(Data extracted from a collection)
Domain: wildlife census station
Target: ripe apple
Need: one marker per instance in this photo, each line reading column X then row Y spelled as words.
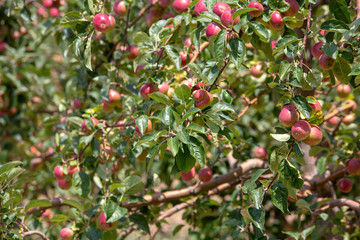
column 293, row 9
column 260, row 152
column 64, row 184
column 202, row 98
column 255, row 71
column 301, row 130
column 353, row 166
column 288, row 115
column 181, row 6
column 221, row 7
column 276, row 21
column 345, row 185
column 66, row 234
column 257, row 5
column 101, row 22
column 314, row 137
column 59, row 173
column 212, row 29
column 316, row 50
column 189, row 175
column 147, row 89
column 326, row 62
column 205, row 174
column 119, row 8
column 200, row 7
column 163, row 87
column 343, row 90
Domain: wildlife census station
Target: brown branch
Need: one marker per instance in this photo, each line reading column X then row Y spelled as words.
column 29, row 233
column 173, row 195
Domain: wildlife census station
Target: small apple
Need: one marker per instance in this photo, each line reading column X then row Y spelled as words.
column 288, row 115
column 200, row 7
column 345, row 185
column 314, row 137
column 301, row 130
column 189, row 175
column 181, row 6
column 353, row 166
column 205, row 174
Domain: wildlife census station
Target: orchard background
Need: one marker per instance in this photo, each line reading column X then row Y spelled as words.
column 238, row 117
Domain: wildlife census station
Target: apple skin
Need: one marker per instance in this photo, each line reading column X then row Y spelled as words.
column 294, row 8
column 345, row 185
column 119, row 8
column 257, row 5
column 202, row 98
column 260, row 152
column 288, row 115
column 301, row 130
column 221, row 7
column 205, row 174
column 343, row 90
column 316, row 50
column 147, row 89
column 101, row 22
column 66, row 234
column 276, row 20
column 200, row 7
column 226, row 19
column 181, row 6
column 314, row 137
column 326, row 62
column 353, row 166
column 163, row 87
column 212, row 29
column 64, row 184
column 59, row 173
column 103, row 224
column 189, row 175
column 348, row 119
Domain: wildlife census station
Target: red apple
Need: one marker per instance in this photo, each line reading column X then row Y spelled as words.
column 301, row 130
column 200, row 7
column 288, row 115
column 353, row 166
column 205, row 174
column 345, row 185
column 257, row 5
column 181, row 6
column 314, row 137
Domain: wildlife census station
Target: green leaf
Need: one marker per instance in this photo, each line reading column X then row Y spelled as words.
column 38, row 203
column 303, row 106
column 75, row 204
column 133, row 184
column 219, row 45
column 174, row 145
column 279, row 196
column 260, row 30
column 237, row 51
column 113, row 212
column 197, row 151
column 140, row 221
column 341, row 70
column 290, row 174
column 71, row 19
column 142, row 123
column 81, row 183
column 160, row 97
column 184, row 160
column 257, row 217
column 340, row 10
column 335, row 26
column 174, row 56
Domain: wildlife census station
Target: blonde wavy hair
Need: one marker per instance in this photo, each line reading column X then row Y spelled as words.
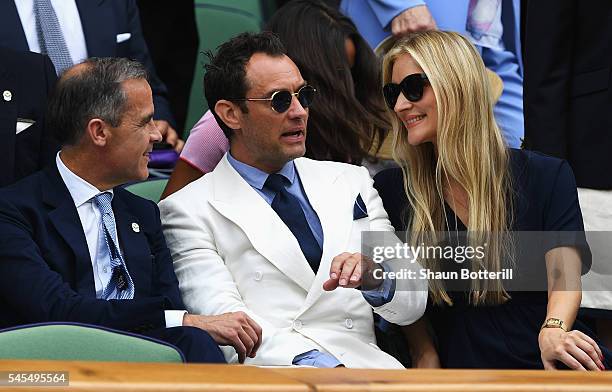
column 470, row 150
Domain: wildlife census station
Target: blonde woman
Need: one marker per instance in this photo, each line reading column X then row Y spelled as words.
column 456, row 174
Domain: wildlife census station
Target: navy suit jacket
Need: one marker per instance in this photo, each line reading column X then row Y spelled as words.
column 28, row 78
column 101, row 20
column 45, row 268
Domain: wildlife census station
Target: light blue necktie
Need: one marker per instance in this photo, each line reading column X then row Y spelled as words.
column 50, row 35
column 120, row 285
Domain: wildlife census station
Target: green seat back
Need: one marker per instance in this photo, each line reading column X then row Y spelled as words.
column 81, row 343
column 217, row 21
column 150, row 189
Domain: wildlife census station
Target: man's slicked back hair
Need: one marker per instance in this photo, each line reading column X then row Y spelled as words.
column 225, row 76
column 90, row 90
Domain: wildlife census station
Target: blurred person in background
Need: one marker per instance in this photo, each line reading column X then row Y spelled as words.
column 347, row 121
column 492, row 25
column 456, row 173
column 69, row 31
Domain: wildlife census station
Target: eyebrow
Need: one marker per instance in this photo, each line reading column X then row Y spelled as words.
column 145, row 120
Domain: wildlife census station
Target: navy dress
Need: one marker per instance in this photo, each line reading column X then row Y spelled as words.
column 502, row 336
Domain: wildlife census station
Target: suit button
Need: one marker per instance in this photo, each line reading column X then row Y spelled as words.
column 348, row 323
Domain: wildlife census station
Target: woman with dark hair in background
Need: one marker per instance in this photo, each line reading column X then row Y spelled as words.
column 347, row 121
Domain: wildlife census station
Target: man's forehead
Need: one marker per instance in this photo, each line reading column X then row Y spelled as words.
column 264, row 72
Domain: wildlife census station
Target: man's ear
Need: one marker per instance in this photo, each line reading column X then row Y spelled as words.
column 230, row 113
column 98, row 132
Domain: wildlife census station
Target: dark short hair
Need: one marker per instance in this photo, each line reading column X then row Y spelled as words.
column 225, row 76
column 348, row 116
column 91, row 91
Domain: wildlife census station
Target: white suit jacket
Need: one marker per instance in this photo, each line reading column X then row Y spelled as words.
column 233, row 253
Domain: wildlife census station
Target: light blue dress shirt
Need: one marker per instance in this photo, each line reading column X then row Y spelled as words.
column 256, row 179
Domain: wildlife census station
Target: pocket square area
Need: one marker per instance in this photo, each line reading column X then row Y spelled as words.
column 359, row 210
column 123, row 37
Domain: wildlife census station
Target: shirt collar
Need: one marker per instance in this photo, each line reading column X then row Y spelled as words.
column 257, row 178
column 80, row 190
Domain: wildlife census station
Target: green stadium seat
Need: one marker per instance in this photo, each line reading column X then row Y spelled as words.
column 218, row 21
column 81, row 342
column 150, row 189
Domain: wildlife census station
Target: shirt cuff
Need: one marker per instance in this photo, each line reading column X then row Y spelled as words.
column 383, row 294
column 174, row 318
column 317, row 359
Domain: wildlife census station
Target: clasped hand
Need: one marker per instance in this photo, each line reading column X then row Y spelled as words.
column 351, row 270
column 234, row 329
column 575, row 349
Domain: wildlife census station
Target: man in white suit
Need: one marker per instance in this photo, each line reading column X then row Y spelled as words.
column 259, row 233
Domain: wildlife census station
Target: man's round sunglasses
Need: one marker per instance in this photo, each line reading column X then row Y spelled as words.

...

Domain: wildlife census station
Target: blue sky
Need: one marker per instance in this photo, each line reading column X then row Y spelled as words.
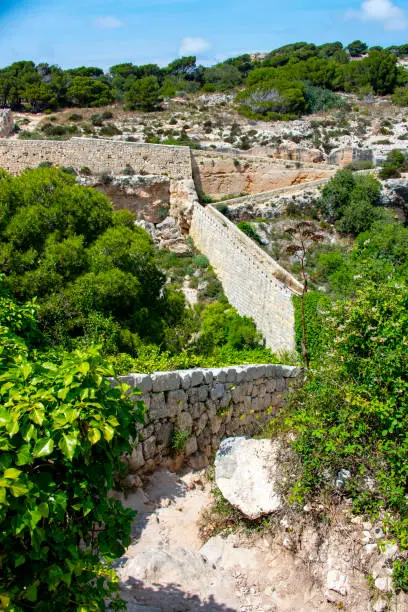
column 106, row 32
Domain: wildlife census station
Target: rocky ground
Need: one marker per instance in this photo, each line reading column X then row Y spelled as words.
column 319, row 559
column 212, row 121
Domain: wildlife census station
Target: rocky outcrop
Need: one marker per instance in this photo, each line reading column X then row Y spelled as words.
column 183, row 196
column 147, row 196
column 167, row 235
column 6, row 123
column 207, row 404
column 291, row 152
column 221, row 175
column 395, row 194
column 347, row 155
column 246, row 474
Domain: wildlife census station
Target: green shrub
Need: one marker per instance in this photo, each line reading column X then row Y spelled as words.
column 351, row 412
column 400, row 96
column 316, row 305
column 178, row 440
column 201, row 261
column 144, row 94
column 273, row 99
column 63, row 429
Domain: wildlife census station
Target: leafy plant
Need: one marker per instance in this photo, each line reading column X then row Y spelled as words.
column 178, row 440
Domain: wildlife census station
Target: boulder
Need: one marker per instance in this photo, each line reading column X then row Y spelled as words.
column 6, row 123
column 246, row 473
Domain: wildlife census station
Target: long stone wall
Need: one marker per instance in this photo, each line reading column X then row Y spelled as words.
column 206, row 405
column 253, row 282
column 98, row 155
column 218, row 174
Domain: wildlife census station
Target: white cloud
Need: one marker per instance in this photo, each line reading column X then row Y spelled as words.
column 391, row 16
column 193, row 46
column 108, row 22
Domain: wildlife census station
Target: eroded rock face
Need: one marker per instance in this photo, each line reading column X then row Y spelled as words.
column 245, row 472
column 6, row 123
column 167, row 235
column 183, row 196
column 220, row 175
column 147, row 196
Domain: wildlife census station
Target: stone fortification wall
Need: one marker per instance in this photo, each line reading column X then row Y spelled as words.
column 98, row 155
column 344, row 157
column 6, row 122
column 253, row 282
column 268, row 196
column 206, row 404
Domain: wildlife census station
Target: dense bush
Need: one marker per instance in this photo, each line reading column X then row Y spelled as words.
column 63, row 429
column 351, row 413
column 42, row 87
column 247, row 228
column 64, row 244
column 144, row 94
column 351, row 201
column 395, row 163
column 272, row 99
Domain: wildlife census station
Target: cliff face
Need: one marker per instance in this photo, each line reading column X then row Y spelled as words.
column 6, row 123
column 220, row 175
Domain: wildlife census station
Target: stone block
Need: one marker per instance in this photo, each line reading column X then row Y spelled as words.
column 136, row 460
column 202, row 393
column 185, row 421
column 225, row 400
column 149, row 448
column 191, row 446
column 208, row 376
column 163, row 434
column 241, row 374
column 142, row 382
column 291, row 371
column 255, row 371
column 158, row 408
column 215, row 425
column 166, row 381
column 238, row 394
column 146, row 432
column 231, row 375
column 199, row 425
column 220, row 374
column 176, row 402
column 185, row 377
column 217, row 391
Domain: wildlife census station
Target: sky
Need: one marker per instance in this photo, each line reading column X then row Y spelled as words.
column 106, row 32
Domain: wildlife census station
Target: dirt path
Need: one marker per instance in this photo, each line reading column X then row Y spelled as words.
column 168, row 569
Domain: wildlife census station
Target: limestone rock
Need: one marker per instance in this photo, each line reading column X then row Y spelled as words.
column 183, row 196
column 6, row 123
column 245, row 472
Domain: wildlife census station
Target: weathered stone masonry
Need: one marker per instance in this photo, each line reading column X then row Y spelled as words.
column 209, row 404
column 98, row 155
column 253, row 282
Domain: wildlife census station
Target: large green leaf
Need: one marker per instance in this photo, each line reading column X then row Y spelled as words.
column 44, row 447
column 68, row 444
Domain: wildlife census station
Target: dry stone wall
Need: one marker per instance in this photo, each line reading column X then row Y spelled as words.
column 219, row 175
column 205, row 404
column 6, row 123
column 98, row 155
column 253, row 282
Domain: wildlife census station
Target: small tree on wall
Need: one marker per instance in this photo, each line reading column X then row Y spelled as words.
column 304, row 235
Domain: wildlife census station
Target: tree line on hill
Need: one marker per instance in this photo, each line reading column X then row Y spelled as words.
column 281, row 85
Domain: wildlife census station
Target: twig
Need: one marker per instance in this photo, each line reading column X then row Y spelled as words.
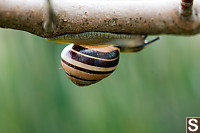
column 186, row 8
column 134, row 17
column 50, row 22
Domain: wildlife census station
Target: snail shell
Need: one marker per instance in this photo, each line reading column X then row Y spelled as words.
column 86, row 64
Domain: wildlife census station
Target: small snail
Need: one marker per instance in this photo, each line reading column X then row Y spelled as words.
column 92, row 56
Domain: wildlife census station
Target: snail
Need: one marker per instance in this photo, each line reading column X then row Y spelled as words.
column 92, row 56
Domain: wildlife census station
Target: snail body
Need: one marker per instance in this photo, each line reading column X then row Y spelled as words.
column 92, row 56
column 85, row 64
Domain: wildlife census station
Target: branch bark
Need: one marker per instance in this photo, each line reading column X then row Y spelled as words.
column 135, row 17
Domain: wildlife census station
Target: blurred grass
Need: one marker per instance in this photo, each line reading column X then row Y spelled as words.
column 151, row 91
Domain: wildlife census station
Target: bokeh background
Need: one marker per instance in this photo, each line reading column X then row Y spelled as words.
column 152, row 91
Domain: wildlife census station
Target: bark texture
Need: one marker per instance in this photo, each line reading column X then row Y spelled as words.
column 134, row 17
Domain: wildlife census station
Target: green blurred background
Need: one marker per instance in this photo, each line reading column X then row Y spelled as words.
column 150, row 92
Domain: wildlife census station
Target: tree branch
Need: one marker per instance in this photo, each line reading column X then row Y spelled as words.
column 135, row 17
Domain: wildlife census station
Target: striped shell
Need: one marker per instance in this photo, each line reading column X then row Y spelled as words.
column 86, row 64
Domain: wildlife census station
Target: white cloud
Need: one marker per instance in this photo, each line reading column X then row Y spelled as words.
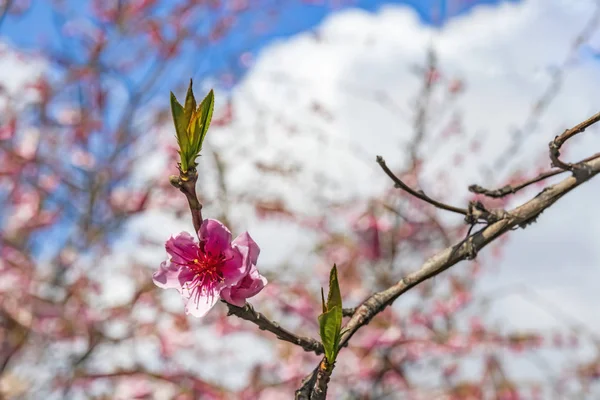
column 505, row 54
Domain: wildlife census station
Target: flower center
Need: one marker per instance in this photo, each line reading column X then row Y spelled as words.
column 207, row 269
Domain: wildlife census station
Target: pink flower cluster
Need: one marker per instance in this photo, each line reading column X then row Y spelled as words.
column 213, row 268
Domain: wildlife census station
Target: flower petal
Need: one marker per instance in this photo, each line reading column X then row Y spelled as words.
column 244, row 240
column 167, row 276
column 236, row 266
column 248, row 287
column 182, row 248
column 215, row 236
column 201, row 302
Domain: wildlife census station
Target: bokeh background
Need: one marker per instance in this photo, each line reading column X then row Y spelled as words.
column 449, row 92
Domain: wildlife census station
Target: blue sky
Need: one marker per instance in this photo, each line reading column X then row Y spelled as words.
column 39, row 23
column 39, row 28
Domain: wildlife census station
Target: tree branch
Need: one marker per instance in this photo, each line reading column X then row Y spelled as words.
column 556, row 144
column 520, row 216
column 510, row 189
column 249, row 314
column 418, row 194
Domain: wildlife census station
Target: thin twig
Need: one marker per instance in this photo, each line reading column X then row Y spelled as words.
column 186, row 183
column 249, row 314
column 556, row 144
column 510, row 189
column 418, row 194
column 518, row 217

==

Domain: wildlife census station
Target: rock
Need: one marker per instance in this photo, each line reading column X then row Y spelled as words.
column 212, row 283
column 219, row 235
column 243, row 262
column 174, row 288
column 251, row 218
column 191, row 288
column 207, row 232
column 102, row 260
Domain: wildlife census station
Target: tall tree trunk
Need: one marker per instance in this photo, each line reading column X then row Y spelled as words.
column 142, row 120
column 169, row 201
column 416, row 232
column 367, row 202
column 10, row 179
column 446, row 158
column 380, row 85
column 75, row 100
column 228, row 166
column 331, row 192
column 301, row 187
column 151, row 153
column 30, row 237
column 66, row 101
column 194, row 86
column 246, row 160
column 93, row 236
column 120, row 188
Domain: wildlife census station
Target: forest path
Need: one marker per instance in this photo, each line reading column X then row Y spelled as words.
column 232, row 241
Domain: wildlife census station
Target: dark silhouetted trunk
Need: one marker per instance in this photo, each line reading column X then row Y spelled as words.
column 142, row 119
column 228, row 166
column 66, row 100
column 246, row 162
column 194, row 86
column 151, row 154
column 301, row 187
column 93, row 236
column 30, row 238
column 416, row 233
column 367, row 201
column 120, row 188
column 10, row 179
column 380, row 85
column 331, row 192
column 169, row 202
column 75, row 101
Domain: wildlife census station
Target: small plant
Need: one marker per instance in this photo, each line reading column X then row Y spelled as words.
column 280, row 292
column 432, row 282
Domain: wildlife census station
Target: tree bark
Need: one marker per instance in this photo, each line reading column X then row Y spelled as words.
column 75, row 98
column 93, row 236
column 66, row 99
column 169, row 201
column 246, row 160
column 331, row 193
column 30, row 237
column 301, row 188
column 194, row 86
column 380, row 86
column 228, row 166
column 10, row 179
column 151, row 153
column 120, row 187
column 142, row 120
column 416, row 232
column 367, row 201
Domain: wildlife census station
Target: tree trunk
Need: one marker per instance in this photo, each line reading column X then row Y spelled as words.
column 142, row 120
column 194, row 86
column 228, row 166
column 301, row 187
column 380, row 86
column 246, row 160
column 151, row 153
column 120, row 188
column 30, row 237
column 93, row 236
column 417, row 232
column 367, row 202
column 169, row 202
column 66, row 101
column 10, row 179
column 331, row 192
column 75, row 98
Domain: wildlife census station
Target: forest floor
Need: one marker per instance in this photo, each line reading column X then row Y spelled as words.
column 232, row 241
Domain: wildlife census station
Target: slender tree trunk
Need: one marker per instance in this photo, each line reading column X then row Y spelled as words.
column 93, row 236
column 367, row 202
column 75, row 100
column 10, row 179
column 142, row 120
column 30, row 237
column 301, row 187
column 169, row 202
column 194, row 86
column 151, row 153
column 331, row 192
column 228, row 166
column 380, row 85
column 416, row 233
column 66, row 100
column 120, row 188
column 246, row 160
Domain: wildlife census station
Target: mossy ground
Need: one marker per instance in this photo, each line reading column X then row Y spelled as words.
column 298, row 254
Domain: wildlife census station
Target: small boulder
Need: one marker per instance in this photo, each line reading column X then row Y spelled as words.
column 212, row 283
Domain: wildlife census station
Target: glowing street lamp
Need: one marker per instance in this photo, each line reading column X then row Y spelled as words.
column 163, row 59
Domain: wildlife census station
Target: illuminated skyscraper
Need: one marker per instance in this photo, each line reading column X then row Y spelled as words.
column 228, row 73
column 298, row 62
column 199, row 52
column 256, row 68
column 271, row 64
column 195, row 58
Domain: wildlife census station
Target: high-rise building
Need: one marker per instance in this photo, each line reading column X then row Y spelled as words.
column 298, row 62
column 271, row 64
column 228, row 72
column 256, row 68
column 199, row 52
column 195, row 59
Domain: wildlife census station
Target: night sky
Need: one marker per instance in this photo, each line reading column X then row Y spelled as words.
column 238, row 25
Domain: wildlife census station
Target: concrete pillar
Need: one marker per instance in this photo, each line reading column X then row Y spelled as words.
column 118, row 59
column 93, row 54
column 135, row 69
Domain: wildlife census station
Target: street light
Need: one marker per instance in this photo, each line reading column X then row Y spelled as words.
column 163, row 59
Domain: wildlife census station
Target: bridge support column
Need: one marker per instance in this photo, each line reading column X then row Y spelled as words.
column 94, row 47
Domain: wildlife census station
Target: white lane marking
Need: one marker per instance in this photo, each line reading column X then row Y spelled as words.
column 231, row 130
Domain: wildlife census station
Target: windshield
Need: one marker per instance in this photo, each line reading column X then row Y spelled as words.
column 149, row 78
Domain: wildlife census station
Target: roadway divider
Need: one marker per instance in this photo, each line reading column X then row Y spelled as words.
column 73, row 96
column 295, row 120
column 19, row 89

__What is required__
Filter the rows, keeping every line that contains the word "plant", and copy those lines.

__Finished exercise__
Target: leafy plant
Target: small plant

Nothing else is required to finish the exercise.